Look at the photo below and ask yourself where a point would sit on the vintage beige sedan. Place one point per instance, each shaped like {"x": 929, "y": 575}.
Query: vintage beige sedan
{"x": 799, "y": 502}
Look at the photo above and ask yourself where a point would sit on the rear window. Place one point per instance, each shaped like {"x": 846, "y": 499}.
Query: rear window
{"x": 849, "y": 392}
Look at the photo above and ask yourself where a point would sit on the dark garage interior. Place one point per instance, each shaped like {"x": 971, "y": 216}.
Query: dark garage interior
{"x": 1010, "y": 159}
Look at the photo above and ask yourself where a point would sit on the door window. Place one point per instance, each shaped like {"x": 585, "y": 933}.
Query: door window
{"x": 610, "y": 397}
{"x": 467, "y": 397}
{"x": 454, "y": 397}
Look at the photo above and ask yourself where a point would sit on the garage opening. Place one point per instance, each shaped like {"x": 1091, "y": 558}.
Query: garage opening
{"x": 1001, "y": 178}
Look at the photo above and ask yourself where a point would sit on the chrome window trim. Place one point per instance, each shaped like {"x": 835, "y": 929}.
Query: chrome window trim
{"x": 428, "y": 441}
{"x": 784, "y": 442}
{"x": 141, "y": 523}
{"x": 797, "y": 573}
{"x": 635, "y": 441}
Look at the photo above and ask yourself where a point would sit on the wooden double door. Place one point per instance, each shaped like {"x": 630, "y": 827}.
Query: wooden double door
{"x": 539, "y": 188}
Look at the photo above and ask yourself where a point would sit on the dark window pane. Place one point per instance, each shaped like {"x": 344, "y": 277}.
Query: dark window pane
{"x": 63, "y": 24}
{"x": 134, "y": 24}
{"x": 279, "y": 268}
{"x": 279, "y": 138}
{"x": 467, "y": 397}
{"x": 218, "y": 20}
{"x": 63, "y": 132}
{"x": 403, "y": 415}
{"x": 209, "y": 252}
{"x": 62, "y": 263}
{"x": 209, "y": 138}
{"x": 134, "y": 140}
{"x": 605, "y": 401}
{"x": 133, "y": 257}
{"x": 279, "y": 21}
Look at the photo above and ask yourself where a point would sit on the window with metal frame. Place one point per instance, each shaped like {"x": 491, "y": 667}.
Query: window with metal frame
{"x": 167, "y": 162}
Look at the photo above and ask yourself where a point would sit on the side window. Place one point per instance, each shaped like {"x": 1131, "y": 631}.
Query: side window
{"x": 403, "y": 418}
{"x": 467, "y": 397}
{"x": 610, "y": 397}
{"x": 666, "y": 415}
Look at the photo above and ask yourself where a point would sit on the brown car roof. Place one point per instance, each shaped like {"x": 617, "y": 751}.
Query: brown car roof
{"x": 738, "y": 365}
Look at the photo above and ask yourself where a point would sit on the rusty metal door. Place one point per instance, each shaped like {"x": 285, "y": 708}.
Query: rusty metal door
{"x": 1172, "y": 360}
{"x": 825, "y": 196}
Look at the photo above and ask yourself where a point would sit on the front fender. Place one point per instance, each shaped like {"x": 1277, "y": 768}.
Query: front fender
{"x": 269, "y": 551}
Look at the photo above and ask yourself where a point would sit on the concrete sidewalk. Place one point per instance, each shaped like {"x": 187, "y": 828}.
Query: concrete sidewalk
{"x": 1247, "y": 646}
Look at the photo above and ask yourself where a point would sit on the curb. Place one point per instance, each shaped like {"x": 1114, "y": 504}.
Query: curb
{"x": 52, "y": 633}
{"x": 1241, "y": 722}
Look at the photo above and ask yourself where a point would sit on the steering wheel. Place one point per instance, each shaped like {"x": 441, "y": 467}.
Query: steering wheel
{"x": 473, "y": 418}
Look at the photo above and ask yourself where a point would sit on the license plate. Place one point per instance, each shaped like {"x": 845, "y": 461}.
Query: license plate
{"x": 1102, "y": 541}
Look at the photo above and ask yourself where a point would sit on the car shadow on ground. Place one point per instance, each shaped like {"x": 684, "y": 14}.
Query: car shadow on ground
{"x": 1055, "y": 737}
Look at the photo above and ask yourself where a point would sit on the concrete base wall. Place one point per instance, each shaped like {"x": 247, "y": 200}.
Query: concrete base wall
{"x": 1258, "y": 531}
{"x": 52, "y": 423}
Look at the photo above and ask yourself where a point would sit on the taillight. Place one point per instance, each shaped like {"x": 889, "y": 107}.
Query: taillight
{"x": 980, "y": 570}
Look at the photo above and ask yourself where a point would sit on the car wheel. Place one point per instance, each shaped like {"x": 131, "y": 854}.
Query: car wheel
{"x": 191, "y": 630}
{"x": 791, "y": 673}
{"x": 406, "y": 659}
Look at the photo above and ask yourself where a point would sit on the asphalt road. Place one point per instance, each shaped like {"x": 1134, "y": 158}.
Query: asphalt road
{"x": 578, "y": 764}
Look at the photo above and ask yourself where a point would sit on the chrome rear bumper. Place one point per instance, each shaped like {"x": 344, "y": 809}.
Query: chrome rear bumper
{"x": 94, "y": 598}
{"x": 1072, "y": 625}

::::

— Task description —
Please restate, exactly as written, the line that holds "Query: car wheel" and all remaining lines of the data above, and only those.

— Your solution —
Query: car wheel
{"x": 191, "y": 630}
{"x": 791, "y": 673}
{"x": 406, "y": 659}
Look at the photo above and ask yourself where a point would sit on the asphalt road. Place one point per instance, each shaped like {"x": 1134, "y": 158}.
Query: asphalt road
{"x": 578, "y": 764}
Look at the photo above and ask yourself where a point would sit on the chrome rear bumper. Place one point per instance, each shaped like {"x": 344, "y": 809}.
Query: chrome rear bumper
{"x": 94, "y": 598}
{"x": 1072, "y": 625}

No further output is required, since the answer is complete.